** Records follows **
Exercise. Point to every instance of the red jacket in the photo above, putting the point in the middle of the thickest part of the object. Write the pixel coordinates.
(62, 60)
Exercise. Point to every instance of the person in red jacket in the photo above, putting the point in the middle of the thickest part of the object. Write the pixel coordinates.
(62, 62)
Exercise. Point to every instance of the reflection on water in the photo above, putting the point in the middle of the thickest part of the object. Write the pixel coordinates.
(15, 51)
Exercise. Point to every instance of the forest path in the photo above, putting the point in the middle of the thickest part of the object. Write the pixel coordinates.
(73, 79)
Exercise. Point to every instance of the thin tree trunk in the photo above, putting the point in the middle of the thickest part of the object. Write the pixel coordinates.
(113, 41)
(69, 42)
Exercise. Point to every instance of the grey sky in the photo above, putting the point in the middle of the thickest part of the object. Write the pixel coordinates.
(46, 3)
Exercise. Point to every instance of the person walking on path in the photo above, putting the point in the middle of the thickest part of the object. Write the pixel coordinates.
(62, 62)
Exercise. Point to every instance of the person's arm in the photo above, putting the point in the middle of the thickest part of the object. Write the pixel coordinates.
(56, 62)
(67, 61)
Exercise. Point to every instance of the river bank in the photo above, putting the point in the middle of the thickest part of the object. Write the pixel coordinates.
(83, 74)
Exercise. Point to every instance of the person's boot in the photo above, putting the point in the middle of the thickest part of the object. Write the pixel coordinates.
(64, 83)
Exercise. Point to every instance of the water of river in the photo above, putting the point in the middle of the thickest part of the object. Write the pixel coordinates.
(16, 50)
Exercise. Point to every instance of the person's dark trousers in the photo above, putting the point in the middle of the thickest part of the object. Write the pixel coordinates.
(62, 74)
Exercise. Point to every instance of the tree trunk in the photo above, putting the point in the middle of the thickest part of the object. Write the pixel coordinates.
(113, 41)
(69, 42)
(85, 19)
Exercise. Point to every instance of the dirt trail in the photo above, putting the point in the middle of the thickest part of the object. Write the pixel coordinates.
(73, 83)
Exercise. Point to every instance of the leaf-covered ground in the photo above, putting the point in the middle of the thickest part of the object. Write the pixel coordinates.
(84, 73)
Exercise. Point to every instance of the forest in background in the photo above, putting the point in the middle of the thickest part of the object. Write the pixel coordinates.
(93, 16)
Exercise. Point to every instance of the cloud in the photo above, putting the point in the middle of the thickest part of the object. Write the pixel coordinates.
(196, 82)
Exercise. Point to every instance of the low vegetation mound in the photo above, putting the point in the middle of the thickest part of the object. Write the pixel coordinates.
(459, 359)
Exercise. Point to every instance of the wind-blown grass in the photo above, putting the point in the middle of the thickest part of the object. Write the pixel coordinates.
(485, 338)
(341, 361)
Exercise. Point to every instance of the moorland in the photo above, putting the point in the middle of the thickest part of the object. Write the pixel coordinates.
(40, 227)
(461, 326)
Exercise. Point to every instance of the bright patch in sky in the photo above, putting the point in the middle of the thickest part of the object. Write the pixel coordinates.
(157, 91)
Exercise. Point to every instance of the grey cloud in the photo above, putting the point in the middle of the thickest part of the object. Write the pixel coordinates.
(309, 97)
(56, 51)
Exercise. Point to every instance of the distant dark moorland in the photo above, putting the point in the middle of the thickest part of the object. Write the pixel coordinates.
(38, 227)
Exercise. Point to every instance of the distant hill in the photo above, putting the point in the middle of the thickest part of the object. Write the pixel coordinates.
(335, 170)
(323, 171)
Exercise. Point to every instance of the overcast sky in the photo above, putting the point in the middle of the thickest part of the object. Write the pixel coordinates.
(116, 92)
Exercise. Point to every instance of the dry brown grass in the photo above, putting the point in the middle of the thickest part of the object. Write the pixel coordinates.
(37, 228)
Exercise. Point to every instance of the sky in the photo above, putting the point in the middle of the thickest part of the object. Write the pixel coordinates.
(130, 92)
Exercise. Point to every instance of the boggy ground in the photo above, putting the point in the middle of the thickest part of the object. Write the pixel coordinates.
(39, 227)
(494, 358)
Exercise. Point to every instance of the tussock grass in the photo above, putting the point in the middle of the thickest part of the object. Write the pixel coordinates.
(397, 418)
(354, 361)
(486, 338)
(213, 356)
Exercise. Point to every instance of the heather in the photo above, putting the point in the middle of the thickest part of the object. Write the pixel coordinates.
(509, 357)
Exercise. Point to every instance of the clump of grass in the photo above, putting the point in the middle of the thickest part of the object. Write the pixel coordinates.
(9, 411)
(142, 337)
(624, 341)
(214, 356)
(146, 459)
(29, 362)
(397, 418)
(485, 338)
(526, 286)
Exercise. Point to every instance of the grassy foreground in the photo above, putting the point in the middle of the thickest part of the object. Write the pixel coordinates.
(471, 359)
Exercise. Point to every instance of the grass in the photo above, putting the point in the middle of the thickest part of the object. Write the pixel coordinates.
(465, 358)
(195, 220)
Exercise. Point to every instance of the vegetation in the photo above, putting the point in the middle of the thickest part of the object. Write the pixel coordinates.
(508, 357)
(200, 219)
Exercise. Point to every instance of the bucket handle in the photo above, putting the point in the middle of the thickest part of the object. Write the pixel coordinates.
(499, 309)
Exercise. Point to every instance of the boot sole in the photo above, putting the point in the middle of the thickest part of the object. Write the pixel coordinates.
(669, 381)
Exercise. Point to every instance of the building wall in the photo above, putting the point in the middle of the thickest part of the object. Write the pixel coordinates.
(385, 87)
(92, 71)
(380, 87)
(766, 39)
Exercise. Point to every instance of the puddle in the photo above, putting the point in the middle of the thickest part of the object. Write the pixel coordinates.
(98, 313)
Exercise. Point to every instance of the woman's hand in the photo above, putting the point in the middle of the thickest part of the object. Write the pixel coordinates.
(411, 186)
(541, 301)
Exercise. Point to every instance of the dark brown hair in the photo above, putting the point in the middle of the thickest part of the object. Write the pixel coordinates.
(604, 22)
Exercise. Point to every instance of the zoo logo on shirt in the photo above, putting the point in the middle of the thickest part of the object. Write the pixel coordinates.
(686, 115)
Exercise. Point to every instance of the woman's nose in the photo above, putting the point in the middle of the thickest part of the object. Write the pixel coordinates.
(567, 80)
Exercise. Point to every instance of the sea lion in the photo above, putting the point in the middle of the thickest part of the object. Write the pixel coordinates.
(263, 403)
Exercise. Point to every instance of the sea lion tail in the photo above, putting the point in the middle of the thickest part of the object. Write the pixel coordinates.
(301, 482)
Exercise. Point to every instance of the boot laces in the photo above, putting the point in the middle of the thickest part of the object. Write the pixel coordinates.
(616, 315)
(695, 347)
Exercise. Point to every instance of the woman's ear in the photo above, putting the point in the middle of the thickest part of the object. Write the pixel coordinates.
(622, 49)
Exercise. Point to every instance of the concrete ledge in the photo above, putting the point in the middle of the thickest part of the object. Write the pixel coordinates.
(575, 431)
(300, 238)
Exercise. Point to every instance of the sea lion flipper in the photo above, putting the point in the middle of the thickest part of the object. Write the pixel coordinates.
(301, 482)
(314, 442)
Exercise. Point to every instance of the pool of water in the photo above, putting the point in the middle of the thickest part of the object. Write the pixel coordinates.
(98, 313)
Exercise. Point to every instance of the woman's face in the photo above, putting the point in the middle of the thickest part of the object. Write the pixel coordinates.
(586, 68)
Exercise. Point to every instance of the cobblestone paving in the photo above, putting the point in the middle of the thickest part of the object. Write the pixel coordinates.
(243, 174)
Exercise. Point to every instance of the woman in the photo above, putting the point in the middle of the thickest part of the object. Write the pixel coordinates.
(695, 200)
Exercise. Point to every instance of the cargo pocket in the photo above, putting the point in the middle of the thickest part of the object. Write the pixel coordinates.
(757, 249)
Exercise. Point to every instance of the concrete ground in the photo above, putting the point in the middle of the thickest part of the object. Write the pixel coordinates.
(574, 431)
** End of Records **
- **Exercise prompt**: Copy the data. Make sure every line matches exactly.

- **Task answer**:
Exercise. Point to every instance of the red jacket in the photo above, putting the point in the middle of the thickest part of the object. Write the pixel coordinates.
(62, 60)
Exercise. Point to every instance of the person in red jacket in the photo above, putting the point in the middle of the thickest part of the object. Write the pixel coordinates.
(62, 62)
Exercise. Point to every instance of the reflection on water in the photo above, putting the point in the middle of the thickest part of the object. Write the pixel coordinates.
(15, 51)
Exercise. Point to every instance of the forest path in the photo above, putting the point in the middle of the thickest part of the object. Write the pixel coordinates.
(73, 79)
Exercise. Point to every instance of the thin tree trunk in the photo above, putting the point in the middle of the thickest part of the object. Write the pixel coordinates.
(113, 41)
(69, 42)
Exercise. Point to every instance of the grey sky in the photo above, putting the point in the middle of the thickest part of the object. Write the pixel coordinates.
(46, 3)
Exercise. Point to every instance of the person walking on path in the photo above, putting the point in the middle of the thickest part of the object. Write the pixel coordinates.
(62, 62)
Exercise. Point to every instance of the person's arm in the photo above, putting the point in the middle of the thickest part of the object. Write the pixel coordinates.
(56, 62)
(67, 61)
Exercise. Point to every instance of the river bank in the photo above, putting the point in the middle of the thickest part of the object. Write the pixel coordinates.
(83, 74)
Exercise. Point to every instance of the person's boot in the photo above, putting the point in the middle of the thickest part of the object. Write the pixel coordinates.
(64, 83)
Exercise. Point to every instance of the water of river in the photo above, putting the point in the middle of the thickest part of the object. Write the pixel coordinates.
(16, 50)
Exercise. Point to every instance of the person's dark trousers in the photo above, putting the point in the middle of the thickest part of the object. Write the pixel coordinates.
(62, 74)
Exercise. Point to every instance of the tree trunk in the photo above, putting the point in the middle of the thickest part of the object. Write the pixel coordinates.
(113, 41)
(69, 42)
(85, 19)
Exercise. Point to every instance of the dirt trail in the photo above, putting the point in the middle of the thickest part of the object. Write the pixel coordinates.
(73, 83)
Exercise. Point to every instance of the leaf-covered ground in the photo above, putting the point in the middle of the thickest part of the object. Write the pixel coordinates.
(84, 73)
Exercise. Point to every instance of the forest in background in the photo above, putting the point in the middle of the thickest part of the object. Write the pixel coordinates.
(93, 16)
Exercise. Point to every instance of the cloud in the photo above, putting the point in the middle of the thickest part of the object. Write the pixel coordinates.
(196, 82)
Exercise. Point to every instance of the low vegetation mound in the photo above, putting the point in the middle of the thickest part of the object. Write the pixel coordinates.
(459, 359)
Exercise. Point to every instance of the wind-blown grass in the photo above, putting the point in the middle of the thickest part of the object. Write the pixel coordinates.
(485, 338)
(341, 361)
Exercise. Point to every instance of the moorland in the photo above, putting the point in the middle of the thickest part of the object. Write the pixel coordinates.
(40, 227)
(461, 326)
Exercise. Point to every instance of the bright patch in sky in the photo above, putting the point in the middle of the thickest part of the object. Write the pixel coordinates.
(157, 91)
Exercise. Point to every instance of the grey cloud in the photo above, putting the point in the middle of the thickest part of the object. Write the pixel coordinates.
(309, 97)
(56, 51)
Exercise. Point to every instance of the distant dark moorland in the photo above, putting the point in the middle of the thickest part of the object. Write the pixel coordinates.
(38, 227)
Exercise. Point to every instance of the distant hill in the photo above, putting the point in the middle of the thickest part of the object. Write the pixel coordinates.
(335, 170)
(323, 171)
Exercise. Point to every instance of the overcast sky in the photo above, putting the point in the middle of the thickest part of the object. Write the pixel coordinates.
(116, 92)
Exercise. Point to every instance of the dry brown grass in the photo above, putting the point in the middle of the thickest part of the object. Write the pixel coordinates.
(37, 228)
Exercise. Point to every instance of the sky in the photo above, putting the point in the middle of the thickest part of the object. Write the pixel coordinates.
(130, 92)
Exercise. Point to every instance of the boggy ground in the photo above, putting the point in the middle of the thickest part of the object. Write the pixel coordinates.
(39, 227)
(494, 358)
Exercise. Point to every instance of the tussock grass in the photo above, putting the point in the middle of the thickest part of the object. Write the pixel coordinates.
(397, 418)
(354, 361)
(486, 338)
(213, 356)
Exercise. Point to every instance of the heather in the photo above, putting the point in the middle of the thickest part of the object. Write the pixel coordinates.
(509, 357)
Exercise. Point to every instance of the clump of grass in the photo above, putting the point in the middle of the thickest part of the object. Write the pixel coordinates.
(9, 411)
(142, 337)
(624, 341)
(214, 356)
(146, 459)
(29, 362)
(397, 418)
(485, 338)
(526, 286)
Exercise. Point to every instance of the grassy foreground in the photo above, putting the point in the middle of the thickest part of the object. Write the pixel coordinates.
(471, 359)
Exercise. Point to every instance of the grass in the photo above, putting the point in the middle of the thickest part of the object. Write the pixel coordinates.
(465, 358)
(195, 220)
Exercise. Point to every instance of the vegetation in the photo above, putting the point in the middle of the thickest part of the object. Write the pixel coordinates.
(508, 357)
(200, 219)
Exercise. Point to every instance of the bucket handle in the photo above, putting the point in the middle of the thickest part of the object. Write the pixel coordinates.
(499, 309)
Exercise. Point to every instance of the boot sole in the photo above, putting the point in the middle of the thickest part of the object. Write the pixel coordinates.
(669, 381)
Exercise. Point to every instance of the building wall in the photo above, putting the point in the middle of the thickest part of the object. Write the pixel coordinates.
(385, 87)
(92, 71)
(380, 87)
(766, 39)
Exercise. Point to every instance of the puddle in the photo above, putting the point in the middle of the thickest part of the object. Write the pixel coordinates.
(98, 313)
Exercise. Point to every instance of the woman's hand in the photo above, putting the point in the middle of the thickest part of the object. Write the pixel coordinates.
(411, 186)
(541, 301)
Exercise. Point to every instance of the dark brown hair in the photo above, putting the point in the middle of the thickest part of the object. Write the pixel coordinates.
(604, 22)
Exercise. Point to every instance of the zoo logo on shirt in the photo above, putting the point in the middle of the thickest part of the object. Write the pixel coordinates.
(686, 115)
Exercise. Point to every instance of the woman's nose in the photo above, putting the point in the middle of the thickest part of the object. Write the pixel coordinates.
(567, 80)
Exercise. Point to every instance of the sea lion in the photo above, putting the point in the middle of the thickest part of the object. Write the pixel coordinates.
(263, 403)
Exercise. Point to every instance of the sea lion tail in the photo above, putting the point in the middle of the thickest part of the object. Write the pixel coordinates.
(301, 482)
Exercise. Point to every instance of the boot laces in the photo above, putting the point in the middle of the thickest part of the object. Write the pixel coordinates.
(616, 315)
(695, 347)
Exercise. Point to every instance of the woman's ear in the photo above, putting the point in the middle of the thickest part of the object. Write the pixel coordinates.
(622, 49)
Exercise. Point to every instance of the concrete ledge in the photo above, putting the point in the middle of the thickest part of the object. Write the pixel coordinates.
(575, 431)
(300, 238)
Exercise. Point to every instance of the sea lion flipper in the photo above, putting the point in the middle of the thickest part of the object. Write the pixel coordinates.
(301, 482)
(314, 442)
Exercise. Point to every instance of the pool of water in the photo above, putting the point in the middle of the thickest part of the object. Write the pixel coordinates.
(98, 313)
Exercise. Point to every instance of the woman's face in the photo above, putting the point in the middle of the thickest part of the object. Write the pixel coordinates.
(586, 68)
Exercise. Point to every instance of the cobblestone paving in the photo above, putting the point in the middle of the thickest part of the object. Write the pixel coordinates.
(243, 174)
Exercise. Point to every instance of the woman in the photo above, putting the point in the middle of the thickest part of the object. Write the pixel coordinates.
(695, 200)
Exercise. Point to every instance of the cargo pocket in the photo above, putting the point in the middle of the thickest part of the object. Write the pixel coordinates.
(757, 249)
Exercise. Point to every instance of the concrete ground in the photo above, putting the point in the middle of the thickest part of the object. Write the pixel coordinates.
(574, 431)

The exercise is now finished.